Extracted text:
<<<<

DejaPoo

A note of appreciation

In dejapoo on December 20, 2010 at 9:38 pm

First off, let me say that I feel quite embarrassed to have left that last post up.  It’s like only realizing after seeing it pixelated online that the picture you posted makes you look a little fat & a little drunk.  You feel self-conscious that it is up, but just as self-conscious about taking it down.  Won’t that seem vain, to the people who already saw it up?  Isn’t that the “real” you, even if you wish it weren’t?  That’s how the last post feels.  I hate that it is there, and I hate that it is true.  And yet….to take it down feels wrong somehow.  Life isn’t all tumbling parties & first words.

Fortunately, the funk I was in when I wrote the last post has gone and in it’s place is the new normal I am accustomed to:  exhausted, sinking under a long To Do list & madly in love with you-know-who.

>>>>

Dataset section:

<<<<

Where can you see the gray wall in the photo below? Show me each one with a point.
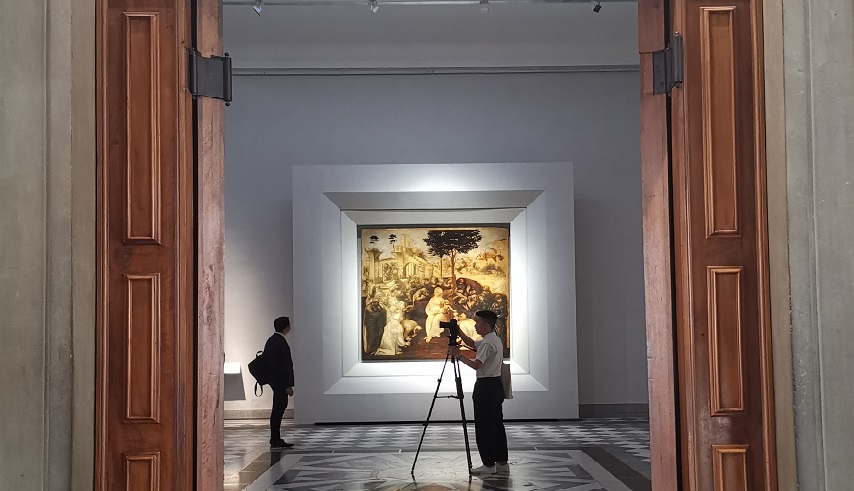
(819, 100)
(47, 265)
(590, 119)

>>>>

Directive 1:
In the DejaPoo post, list each part of what the writer calls the new normal.
Directive 2:
Write the next paragraph of the DejaPoo post, picking up after its last sentence.

Final result 1:
- exhausted
- sinking under a long To Do list
- madly in love with you-know-who

Final result 2:
We went to the library this morning.  One of the nice things about living in Pleasantville is that the libraries here have entire areas devoted to children, areas often the same as or larger than the adult sections.  Everyone out here is the parent of a kid, a babysitter of a kid or an actual kid.  And the library knows that “real” adults (the ones with lives not dominated by karate, soccer, birthday parties & camp) do not come to the library.  Accordingly, the library has child-size tables and chairs, stacks upon stacks of children’s books, puzzles, stuffed animals and even padded areas for the climbers and the floppers.

In addition to reading and playing, the library encourages Z to be very loud.  I think it’s a combination of the stillness in the air & the fact that Mommy overemphasizes her whisper-mouth.  Z still thinks when I whisper that it is the beginning of a game, to which the appropriate next move is to yell.  (I blame the “Opposites” book we read that marries “whisper” and “shout.”)  Fortunately, though, there was not one other sole in the library this morning, save the good-natured, bespectacled lady who sings The Library Song at storytime.  (Imagine singing this 30 times in a row, while clapping and swaying:  Look who came to the library today….the library today….the library today….Look who came to the library today…..YOURRRR NAMMEEEE DIDDDD!)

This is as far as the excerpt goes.